# Customer ask me to buy a cigarette



## sharmarke (May 8, 2014)

Uber Customer requested my service in la jolla downtown in San Diego around 2:30 a.m. as I was driving towards his house, he called me and ask me to buy a cigarette for him and he said when I get to the store I should start the fare. I didn't know what to respond at the time but I suddenly agree to buy for him. Most of the stores were closed. I realized that I was wasting my time and money since he ask me to start the fare when I see open store. I was mad at my self agreeing in the first place. I went to a cvs store it was closed. After short drive I saw Von's, I thought all Von's close at 1:00 a.m I pulled in hoping to see if the were open. Gladly they were open. When I was buying the cigarette the guy ask me my birth day and I thought about what if the customer was under age. I become furious and went to his house. Thank God he wasn't under age. I don't think I will do this again. Did anyone in the forum ever experience this kind of situation?


----------



## Blerg (Oct 14, 2014)

anything outside of simple transportation is a negotiation, and you might want to cancel the trip before you negotiate anything. 

there's another thread where a driver was expected to go in a pax apt, pick up boxes, load them in his car and move the pax to a new apt. Another driver suggested he negotiate a cash fee outside of the trip for moving services. I think that's a great idea, and I would probably tell the pax I'm going to cancel the trip before any more discussion ensues.


----------



## elelegido (Sep 24, 2014)

sharmarke said:


> Uber Customer requested my service in la jolla downtown in San Diego around 2:30 a.m. as I was driving towards his house, he called me and ask me to buy a cigarette for him and he said when I get to the store I should start the fare. I didn't know what to respond at the time but I suddenly agree to buy for him. Most of the stores were closed. I realized that I was wasting my time and money since he ask me to start the fare when I see open store. I was mad at my self agreeing in the first place. I went to a cvs store it was closed. After short drive I saw Von's, I thought all Von's close at 1:00 a.m I pulled in hoping to see if the were open. Gladly they were open. When I was buying the cigarette the guy ask me my birth day and I thought about what if the customer was under age. I become furious and went to his house. Thank God he wasn't under age. I don't think I will do this again. Did anyone in the forum ever experience this kind of situation?

# DATA SUPPLIED
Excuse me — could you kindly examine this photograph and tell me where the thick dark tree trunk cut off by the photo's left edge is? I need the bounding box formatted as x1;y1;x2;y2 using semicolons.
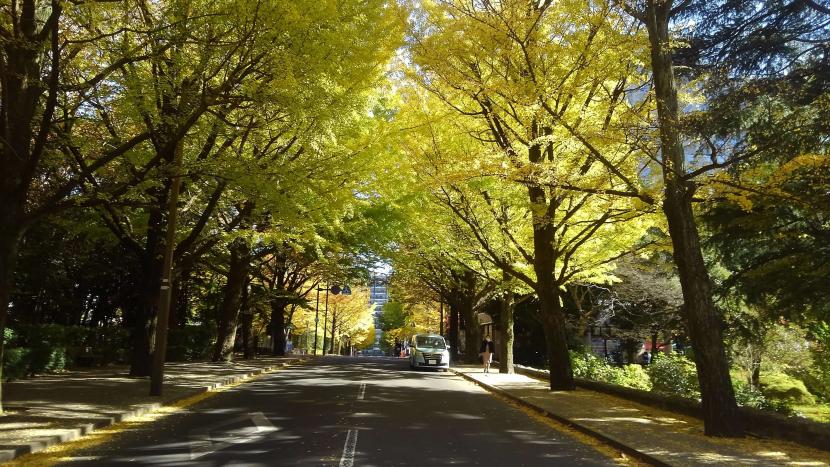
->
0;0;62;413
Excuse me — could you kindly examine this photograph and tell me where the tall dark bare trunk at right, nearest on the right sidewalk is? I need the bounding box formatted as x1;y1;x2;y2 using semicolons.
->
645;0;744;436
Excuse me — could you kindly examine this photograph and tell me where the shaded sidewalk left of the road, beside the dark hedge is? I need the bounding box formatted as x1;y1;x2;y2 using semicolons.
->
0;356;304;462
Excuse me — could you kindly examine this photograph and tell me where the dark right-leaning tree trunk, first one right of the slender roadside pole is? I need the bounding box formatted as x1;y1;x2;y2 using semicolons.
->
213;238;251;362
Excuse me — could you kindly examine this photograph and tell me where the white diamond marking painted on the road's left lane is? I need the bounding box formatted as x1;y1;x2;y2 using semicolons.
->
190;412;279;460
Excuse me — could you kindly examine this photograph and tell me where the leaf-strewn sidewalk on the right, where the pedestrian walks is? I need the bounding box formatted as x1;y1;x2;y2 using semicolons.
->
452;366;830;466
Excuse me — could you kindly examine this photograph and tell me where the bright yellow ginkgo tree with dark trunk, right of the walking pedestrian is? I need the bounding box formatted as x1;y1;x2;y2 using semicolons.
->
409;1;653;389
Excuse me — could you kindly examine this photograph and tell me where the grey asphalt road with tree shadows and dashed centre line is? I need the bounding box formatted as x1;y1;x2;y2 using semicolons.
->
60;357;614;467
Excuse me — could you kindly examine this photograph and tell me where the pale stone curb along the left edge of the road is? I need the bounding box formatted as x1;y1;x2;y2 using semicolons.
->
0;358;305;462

==

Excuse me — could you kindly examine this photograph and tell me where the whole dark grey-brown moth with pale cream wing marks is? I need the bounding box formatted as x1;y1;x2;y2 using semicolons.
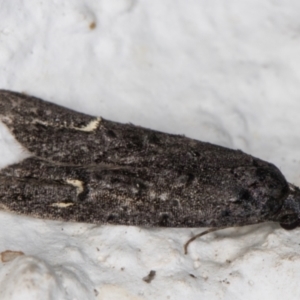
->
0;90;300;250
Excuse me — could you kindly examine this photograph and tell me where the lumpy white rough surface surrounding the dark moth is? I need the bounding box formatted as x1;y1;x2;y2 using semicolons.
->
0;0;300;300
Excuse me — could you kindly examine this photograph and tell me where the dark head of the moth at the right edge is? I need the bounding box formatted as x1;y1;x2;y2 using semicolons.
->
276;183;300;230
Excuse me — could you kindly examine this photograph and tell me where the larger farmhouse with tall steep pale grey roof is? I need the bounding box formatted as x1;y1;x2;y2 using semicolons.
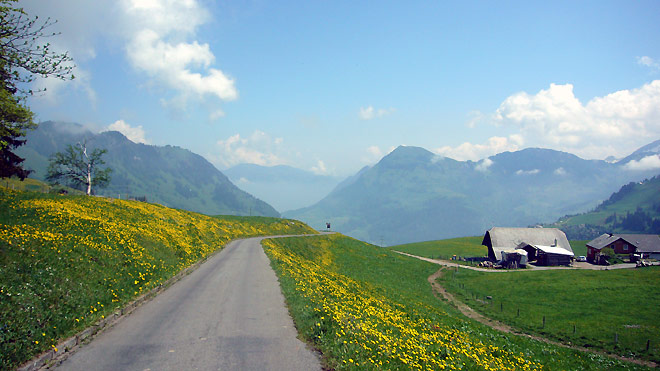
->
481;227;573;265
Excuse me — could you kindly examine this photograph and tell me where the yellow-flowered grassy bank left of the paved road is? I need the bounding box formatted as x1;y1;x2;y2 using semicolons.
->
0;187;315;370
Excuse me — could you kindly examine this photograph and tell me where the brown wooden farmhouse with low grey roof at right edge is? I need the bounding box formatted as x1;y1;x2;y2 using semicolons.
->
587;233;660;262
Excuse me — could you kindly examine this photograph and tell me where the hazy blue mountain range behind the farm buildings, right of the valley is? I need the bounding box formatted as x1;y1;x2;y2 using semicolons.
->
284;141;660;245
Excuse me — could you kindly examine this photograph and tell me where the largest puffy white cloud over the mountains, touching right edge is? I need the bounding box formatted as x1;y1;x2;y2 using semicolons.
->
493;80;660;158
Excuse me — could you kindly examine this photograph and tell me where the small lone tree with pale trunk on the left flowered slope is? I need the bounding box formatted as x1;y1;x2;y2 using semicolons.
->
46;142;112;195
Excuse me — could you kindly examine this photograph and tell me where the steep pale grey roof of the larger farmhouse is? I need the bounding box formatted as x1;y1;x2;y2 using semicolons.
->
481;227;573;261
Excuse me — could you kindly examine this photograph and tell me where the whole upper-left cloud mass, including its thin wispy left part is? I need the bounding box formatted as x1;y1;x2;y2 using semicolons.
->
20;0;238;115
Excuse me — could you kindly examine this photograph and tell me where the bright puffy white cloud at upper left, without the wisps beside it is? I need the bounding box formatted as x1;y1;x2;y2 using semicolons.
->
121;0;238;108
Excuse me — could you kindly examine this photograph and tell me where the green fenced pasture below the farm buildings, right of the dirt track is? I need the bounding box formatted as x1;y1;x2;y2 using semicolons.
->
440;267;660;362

# EXERCISE REQUIREMENTS
a - Retype the forum thread about the cigarette request from "there's another thread" to "more discussion ensues.".
b - In the forum thread about the cigarette request, what closing time did the driver believe applied to all Von's stores?
None of the lines are needed for this work.

# OUTPUTS BY TASK
a -
there's another thread where a driver was expected to go in a pax apt, pick up boxes, load them in his car and move the pax to a new apt. Another driver suggested he negotiate a cash fee outside of the trip for moving services. I think that's a great idea, and I would probably tell the pax I'm going to cancel the trip before any more discussion ensues.

b - 1:00 a.m.